▶ _WHAT THIS TASK INVOLVES_: Nothing but the entries, copied exactly, should appear in the response.

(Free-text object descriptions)
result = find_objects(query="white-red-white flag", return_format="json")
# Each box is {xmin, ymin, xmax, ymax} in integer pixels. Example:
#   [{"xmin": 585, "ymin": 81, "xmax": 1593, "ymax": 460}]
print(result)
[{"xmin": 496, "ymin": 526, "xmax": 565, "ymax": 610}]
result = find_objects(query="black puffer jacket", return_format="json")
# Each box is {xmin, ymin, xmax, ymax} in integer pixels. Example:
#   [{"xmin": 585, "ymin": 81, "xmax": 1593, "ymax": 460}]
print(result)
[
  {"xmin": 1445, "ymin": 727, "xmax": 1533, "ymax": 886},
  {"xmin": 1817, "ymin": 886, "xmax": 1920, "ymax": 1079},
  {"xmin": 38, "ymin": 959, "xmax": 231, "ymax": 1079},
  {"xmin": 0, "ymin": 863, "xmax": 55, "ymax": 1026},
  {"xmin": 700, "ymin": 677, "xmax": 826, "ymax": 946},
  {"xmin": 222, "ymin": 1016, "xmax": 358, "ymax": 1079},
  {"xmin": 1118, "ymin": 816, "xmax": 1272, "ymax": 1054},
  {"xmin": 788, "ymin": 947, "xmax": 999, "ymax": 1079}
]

▶ _RESULT OF THIS TASK_:
result = find_objects(query="white-red-white flag", return_format="json")
# Each box is {xmin, ymin, xmax, ymax} in integer pixels. Example:
#   [{"xmin": 585, "ymin": 81, "xmax": 1593, "ymax": 460}]
print(result)
[{"xmin": 496, "ymin": 526, "xmax": 565, "ymax": 610}]
result = find_objects(query="black puffer jacket", return_format="json")
# Each box is {xmin, ymin, xmax, ymax} in integer pixels. Example:
#   [{"xmin": 585, "ymin": 81, "xmax": 1593, "ymax": 460}]
print(result)
[
  {"xmin": 1445, "ymin": 727, "xmax": 1533, "ymax": 886},
  {"xmin": 1817, "ymin": 886, "xmax": 1920, "ymax": 1079},
  {"xmin": 38, "ymin": 959, "xmax": 231, "ymax": 1079},
  {"xmin": 0, "ymin": 863, "xmax": 55, "ymax": 1026},
  {"xmin": 700, "ymin": 677, "xmax": 826, "ymax": 946},
  {"xmin": 222, "ymin": 1016, "xmax": 358, "ymax": 1079},
  {"xmin": 1118, "ymin": 816, "xmax": 1272, "ymax": 1054},
  {"xmin": 788, "ymin": 947, "xmax": 999, "ymax": 1079}
]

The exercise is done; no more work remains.